[start of Source document]

Sunday, March 26, 2017

Two-dimensional Narratives from the 19th century

Benjamin West (England)
Venus consoling Cupid stung by a bee
ca. 1802
oil on canvas
Hermitage, Saint Petersburg

Pierre-Paul Prud'hon (France)
Innocence preferring Love to Wealth
1804
oil on canvas
Hermitage, Saint Petersburg

Jacques-Louis David (France)
Sappho and Phaon
1809
oil on canvas
Hermitage, Saint Petersburg

Pierre Guérin (France)
Narcissus, Morpheus, and Iris
1811
oil on canvas
Hermitage, Saint Petersburg

"There is nothing more cosmopolitan than Eternity,"  Baudelaire once wrote, solving with a meteoric flourish some serious questions that were vainly to occupy the minds of many anthropologists of the century to come. Some problems have no answers because they don't need any. Among these, one is that of the clear affinity among the myths of the human species. Baudelaire's view was that these myths should be seen as branches of "a tree that grows everywhere, in all climes, under all suns, spontaneously and without any grafts." If myths are, as Lévi-Strauss once suggested, that which is not lost in translation, one can say that, among alleyways, forests, tents, and caravanserais, those stories have also been the most reliable lingua franca, and maybe the only one used since earliest times, efficiently and without interruption."

 from La Folie Baudelaire by Roberto Calasso, translated by Alastair McEwen (Farrar, Straus and Giroux, 2012)

Charles Saligo (Belgium)
Self-portrait
ca. 1824-26
oil on canvas
Rijksmuseum, Amsterdam

August Matthias Hagen (Germany)
Sea Bay
1835
oil on canvas
Hermitage, Saint Petersburg

Joseph Severn (England)
Prayer to the Virgin near the Pantheon, Rome
1839
oil on canvas
Hermitage, Saint Petersburg

In the background of Joseph Severn's depiction of pious Romans praying before a street-side shrine (above) looms the silhouette of the ancient Pantheon, the most impressive building to have survived intact from the ancient world. Clearly visible as features of that silhouette are the outlines of two Christian bell-towers added in the 17th century by Gianlorenzo Bernini and his cronies at the Vatican. These erections were removed about two hundred years after their installation  and just a few years after Severn painted his vision of popular piety. Though successful as an expatriate artist, Joseph Severn is mainly remembered today as the friend who accompanied Keats to Rome in 1820, nursing him there until the poet's death.

[end of Source document]
[start of Data extract]

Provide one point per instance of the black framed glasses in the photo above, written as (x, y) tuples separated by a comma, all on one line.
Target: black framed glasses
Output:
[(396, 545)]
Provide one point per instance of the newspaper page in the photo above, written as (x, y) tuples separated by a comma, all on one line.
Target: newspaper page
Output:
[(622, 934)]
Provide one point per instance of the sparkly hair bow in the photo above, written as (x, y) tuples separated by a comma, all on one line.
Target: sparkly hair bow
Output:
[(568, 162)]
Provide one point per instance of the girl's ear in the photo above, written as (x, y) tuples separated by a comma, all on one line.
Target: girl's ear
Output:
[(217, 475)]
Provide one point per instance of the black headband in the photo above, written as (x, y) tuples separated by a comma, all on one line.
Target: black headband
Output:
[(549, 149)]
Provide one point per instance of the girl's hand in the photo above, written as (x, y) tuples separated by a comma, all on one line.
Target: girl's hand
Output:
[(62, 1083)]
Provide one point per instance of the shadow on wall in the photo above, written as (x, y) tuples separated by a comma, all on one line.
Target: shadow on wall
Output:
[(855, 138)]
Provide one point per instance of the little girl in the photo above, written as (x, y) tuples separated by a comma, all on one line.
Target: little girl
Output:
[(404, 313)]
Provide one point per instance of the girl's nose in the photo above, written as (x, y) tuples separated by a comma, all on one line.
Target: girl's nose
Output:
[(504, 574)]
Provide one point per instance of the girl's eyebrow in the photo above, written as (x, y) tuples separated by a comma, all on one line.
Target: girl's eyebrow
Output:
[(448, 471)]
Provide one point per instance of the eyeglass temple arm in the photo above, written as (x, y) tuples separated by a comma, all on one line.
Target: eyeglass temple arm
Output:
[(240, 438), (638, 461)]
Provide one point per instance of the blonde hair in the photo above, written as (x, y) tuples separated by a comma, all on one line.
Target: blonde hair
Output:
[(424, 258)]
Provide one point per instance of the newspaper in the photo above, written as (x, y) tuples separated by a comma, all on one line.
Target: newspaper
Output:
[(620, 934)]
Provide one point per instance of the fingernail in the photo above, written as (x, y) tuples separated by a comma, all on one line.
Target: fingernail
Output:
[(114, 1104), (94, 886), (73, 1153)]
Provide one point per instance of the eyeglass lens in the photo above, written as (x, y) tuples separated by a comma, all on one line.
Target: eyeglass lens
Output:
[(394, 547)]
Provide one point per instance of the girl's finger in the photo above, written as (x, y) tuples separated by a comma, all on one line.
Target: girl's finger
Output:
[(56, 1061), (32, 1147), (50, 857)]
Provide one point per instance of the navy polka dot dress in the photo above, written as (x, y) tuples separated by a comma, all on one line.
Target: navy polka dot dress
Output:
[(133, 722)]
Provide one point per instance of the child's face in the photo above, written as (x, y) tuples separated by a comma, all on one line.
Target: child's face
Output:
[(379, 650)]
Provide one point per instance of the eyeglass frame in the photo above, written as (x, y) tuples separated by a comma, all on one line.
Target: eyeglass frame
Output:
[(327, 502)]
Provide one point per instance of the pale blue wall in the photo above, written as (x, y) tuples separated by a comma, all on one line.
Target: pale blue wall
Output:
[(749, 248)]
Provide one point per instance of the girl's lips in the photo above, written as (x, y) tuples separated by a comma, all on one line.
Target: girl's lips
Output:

[end of Data extract]

**What is asked**
[1] Reproduce the page on 19th-century narrative paintings between "Two-dimensional Narratives from" and "Pierre-Paul Prud'hon (France)", inclusive, substituting "State Hermitage Museum" for "Hermitage".
[2] According to the page on 19th-century narrative paintings, whom did Joseph Severn accompany to Rome in 1820?

**Expected answers**
[1]
Two-dimensional Narratives from the 19th century

Benjamin West (England)
Venus consoling Cupid stung by a bee
ca. 1802
oil on canvas
State Hermitage Museum, Saint Petersburg

Pierre-Paul Prud'hon (France)

[2] Keats.